__Instructions for the task__.
Please print all of the records that follow with nothing altered.

__Material for this exercise__.
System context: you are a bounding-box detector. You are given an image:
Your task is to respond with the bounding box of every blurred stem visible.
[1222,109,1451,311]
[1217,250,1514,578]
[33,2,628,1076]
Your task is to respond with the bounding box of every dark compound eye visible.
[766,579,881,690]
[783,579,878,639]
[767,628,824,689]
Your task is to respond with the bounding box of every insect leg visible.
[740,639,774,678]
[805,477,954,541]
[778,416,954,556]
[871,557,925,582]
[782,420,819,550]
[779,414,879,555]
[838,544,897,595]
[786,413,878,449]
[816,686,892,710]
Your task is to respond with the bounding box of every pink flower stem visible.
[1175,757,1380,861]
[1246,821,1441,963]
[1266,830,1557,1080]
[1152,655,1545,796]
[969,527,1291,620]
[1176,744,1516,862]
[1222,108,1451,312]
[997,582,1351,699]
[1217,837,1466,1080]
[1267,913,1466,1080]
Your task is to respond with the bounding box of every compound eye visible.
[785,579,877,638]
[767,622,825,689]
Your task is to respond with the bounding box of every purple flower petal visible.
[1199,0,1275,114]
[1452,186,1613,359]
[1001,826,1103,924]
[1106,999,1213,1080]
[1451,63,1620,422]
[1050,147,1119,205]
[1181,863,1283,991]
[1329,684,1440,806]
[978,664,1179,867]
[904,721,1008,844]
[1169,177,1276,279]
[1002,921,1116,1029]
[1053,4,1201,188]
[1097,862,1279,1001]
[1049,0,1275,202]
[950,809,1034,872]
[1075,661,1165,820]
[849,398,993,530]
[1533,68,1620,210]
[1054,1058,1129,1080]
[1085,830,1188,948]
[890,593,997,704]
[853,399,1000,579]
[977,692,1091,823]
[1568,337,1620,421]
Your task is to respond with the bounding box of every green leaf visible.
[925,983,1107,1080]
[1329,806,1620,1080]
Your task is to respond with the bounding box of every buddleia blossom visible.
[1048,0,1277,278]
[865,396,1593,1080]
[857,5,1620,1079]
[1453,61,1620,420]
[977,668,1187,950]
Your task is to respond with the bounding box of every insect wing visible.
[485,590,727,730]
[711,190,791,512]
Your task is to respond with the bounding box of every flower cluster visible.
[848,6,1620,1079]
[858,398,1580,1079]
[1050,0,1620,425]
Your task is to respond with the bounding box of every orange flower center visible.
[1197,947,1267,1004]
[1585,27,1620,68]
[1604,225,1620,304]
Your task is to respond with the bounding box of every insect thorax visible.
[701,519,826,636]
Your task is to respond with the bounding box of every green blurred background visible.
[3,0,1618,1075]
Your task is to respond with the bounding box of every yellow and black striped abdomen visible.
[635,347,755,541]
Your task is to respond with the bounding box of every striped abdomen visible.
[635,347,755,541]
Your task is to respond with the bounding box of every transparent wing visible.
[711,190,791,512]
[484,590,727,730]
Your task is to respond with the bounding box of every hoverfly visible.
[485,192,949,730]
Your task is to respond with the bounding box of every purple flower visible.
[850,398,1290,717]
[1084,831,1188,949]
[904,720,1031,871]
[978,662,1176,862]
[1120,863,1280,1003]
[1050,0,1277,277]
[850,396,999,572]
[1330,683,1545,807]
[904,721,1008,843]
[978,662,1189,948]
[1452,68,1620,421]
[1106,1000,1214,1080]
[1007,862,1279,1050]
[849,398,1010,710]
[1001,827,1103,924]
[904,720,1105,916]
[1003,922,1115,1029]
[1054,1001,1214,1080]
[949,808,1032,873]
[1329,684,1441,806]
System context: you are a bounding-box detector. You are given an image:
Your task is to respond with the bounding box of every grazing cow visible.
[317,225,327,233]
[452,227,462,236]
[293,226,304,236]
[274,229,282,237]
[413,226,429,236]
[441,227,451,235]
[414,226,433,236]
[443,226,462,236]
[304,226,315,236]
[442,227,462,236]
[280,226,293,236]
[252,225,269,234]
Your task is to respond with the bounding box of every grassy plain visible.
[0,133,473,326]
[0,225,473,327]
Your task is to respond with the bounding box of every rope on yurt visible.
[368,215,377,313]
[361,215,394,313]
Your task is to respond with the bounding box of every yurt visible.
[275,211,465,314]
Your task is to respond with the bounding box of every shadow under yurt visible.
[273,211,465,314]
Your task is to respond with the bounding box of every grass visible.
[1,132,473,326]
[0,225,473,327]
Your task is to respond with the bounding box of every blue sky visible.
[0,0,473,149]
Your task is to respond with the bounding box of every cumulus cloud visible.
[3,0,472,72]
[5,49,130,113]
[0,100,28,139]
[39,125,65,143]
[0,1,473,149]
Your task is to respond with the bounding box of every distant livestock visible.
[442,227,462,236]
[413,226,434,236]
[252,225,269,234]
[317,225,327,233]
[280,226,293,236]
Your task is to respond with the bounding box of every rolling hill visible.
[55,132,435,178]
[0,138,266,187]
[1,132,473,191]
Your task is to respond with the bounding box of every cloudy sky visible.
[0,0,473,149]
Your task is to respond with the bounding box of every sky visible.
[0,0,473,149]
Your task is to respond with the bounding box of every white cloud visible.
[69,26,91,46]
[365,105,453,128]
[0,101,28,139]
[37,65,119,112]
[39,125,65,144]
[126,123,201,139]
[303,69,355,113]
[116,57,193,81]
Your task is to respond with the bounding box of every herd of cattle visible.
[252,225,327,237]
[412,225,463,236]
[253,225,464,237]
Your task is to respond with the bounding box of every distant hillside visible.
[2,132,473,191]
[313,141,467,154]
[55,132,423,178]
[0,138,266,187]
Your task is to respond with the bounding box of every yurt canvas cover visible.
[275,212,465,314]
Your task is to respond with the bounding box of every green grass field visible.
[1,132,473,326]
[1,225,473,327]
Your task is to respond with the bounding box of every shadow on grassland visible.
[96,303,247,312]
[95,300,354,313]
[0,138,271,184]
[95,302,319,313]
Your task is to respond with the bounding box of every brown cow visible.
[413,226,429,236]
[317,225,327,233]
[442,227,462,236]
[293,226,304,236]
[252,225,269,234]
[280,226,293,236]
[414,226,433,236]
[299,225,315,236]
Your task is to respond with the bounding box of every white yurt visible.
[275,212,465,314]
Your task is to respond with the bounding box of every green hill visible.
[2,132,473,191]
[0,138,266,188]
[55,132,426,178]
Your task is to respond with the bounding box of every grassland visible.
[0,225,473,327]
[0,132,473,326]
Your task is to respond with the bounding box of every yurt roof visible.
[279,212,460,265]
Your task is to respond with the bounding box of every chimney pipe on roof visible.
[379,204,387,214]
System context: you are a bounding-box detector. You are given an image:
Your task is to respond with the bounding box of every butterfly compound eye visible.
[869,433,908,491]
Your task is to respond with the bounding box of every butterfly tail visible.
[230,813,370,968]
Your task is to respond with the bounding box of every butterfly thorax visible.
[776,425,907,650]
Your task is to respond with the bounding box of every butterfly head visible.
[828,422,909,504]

__Written solution__.
System context: you are a bounding-box detector. You are given an image:
Your task is to respond with the bounding box of every blurred stem visible.
[1222,109,1451,311]
[1217,250,1514,578]
[33,2,628,1076]
Your task is to respond with the bounding box of every dark compound eye visible.
[766,579,881,690]
[783,579,878,639]
[767,628,824,689]
Your task is to respond with the bounding box of every insect leg visible.
[740,639,774,678]
[805,477,954,541]
[778,416,954,556]
[871,557,925,582]
[782,420,819,550]
[779,414,879,555]
[838,544,897,595]
[786,413,878,449]
[816,686,892,710]
Your task is to respond with the bounding box of every pink flower stem visible.
[1175,757,1380,861]
[1246,821,1441,963]
[1266,830,1557,1080]
[1152,655,1545,796]
[969,527,1291,620]
[1176,744,1516,862]
[1222,108,1451,312]
[997,582,1351,699]
[1217,837,1466,1080]
[1267,913,1466,1080]
Your task is to respond with the bounding box of every compound eye visible.
[785,579,877,638]
[767,622,825,689]
Your task is to respond with the bounding box of every purple flower petal visible.
[1199,0,1275,114]
[1452,186,1613,359]
[1001,826,1103,924]
[1106,999,1213,1080]
[1451,63,1620,422]
[1050,147,1119,205]
[1181,863,1283,991]
[1329,684,1440,806]
[978,664,1179,867]
[904,721,1008,844]
[1169,177,1276,279]
[1002,921,1116,1029]
[1053,4,1201,188]
[1097,862,1279,1001]
[1049,0,1275,202]
[950,809,1034,872]
[1075,661,1165,820]
[849,398,993,530]
[1533,68,1620,210]
[1054,1058,1129,1080]
[1085,830,1188,948]
[890,593,997,704]
[853,399,1000,579]
[977,692,1091,823]
[1568,337,1620,421]
Your task is to respond with the bounding box of every green leaf visible.
[925,983,1107,1080]
[1329,806,1620,1080]
Your task is to respond with the bounding box of every buddleia blossom visible.
[1048,0,1277,278]
[865,396,1593,1080]
[857,5,1620,1079]
[1453,61,1620,420]
[977,668,1187,950]
Your task is to respond with the bounding box of every insect wing visible.
[485,590,727,730]
[711,190,791,512]
Your task is to respond with the bounding box of every flower cluster visible.
[848,6,1620,1079]
[858,398,1580,1079]
[1050,0,1620,425]
Your task is to respond with the bounding box of every orange flower center visible.
[1197,947,1267,1004]
[1585,27,1620,68]
[1604,225,1620,304]
Your task is to respond with the bounding box of every insect thorax visible.
[701,519,826,636]
Your task is to respond with the bounding box of every green blurred background visible.
[3,0,1618,1075]
Your task is to respond with the bounding box of every yellow and black striped abdomen visible.
[635,347,755,541]
Your task is to respond with the bounding box of every striped abdomen visible.
[635,347,755,541]
Your task is to respond with the bounding box of every transparent wing visible.
[711,190,791,512]
[484,590,727,730]
Your task is to respond with the bounding box of every hoverfly visible.
[485,192,949,730]
Your task is to respond with the bounding box of every purple flower visible.
[850,398,1290,717]
[1084,831,1188,949]
[904,720,1031,871]
[978,662,1176,862]
[1120,863,1280,1003]
[1050,0,1277,277]
[850,396,999,572]
[1330,683,1545,807]
[904,721,1008,843]
[978,662,1189,948]
[1452,68,1620,421]
[1106,1000,1214,1080]
[1007,862,1279,1050]
[849,398,1010,710]
[1001,827,1103,924]
[904,720,1105,916]
[1003,922,1115,1029]
[1054,1001,1214,1080]
[949,808,1032,873]
[1329,684,1441,806]
System context: you are a bounding-box detector. You are given an image:
Your task is to respond with the bounding box of every grazing cow visible.
[317,225,327,233]
[452,227,462,236]
[293,226,304,236]
[274,229,282,237]
[413,226,429,236]
[441,227,451,235]
[414,226,433,236]
[443,226,462,236]
[304,226,315,236]
[442,227,462,236]
[280,226,293,236]
[252,225,269,234]
Your task is to respond with the bounding box of every grassy plain visible.
[0,133,473,326]
[0,225,473,327]
Your task is to respond with the bounding box of every rope on yurt visible.
[368,215,377,313]
[361,215,394,313]
Your task is to respond with the bounding box of every yurt visible.
[275,211,465,314]
Your task is to respond with the bounding box of every shadow under yurt visible.
[273,211,465,314]
Your task is to respond with the bounding box of every grass visible.
[1,132,473,326]
[0,225,473,327]
Your task is to respond with the bounding box of every blue sky visible.
[0,0,473,149]
Your task is to respond with the bounding box of every cumulus cloud visible.
[3,0,472,72]
[5,49,130,113]
[0,100,28,139]
[39,125,65,143]
[0,1,473,149]
Your task is to respond with the bounding box of every distant livestock visible.
[442,227,462,236]
[413,226,434,236]
[252,225,269,234]
[317,225,327,233]
[280,226,293,236]
Your task is to respond with the bounding box of every rolling hill visible.
[55,132,435,178]
[0,138,266,187]
[1,132,473,191]
Your task is to respond with the bounding box of every cloudy sky visible.
[0,0,473,149]
Your task is to respond with the bounding box of every sky visible.
[0,0,473,149]
Your task is to respond with the bounding box of every white cloud visible.
[69,26,91,46]
[365,105,453,128]
[0,101,28,139]
[37,65,119,112]
[39,125,65,144]
[126,123,201,139]
[303,69,355,113]
[116,57,193,81]
Your task is to respond with the bounding box of every herd of cattle visible.
[252,225,327,237]
[412,225,463,236]
[253,225,464,237]
Your task is to respond with the bounding box of every distant hillside visible.
[2,132,473,191]
[313,141,467,154]
[55,132,423,178]
[0,138,266,187]
Your task is to respond with the bounding box of every yurt canvas cover visible.
[275,212,465,314]
Your task is to respond with the bounding box of every green grass field visible.
[1,132,473,326]
[1,225,473,327]
Your task is to respond with the bounding box of every shadow on grassland visible.
[96,303,247,312]
[95,300,354,313]
[0,138,271,184]
[95,302,319,313]
Your task is to respond with the bounding box of every brown cow visible.
[413,226,429,236]
[317,225,327,233]
[442,227,462,236]
[293,226,304,236]
[252,225,269,234]
[280,226,293,236]
[414,226,433,236]
[299,225,315,236]
Your task is to respond with the bounding box of every white yurt visible.
[275,212,465,314]
Your task is to respond with the bounding box of every green hill visible.
[2,132,473,191]
[0,138,266,188]
[55,132,426,178]
Your task is to respond with the bounding box of every grassland visible.
[0,225,473,327]
[0,132,473,326]
Your task is to respond with the bounding box of every yurt roof visible.
[279,212,460,265]
Your task is to respond with the bounding box of every chimney pipe on roof visible.
[379,204,387,214]
System context: you are a bounding-box detector. You are given an image:
Your task is to respond with the bounding box of every butterfly compound eye visible.
[869,433,908,491]
Your task is to respond with the bounding box of every butterfly tail visible.
[230,813,370,968]
Your task is to respond with the bounding box of every butterfly thorax visible.
[776,425,907,650]
Your task is to respond with the bounding box of every butterfly head visible.
[828,422,909,504]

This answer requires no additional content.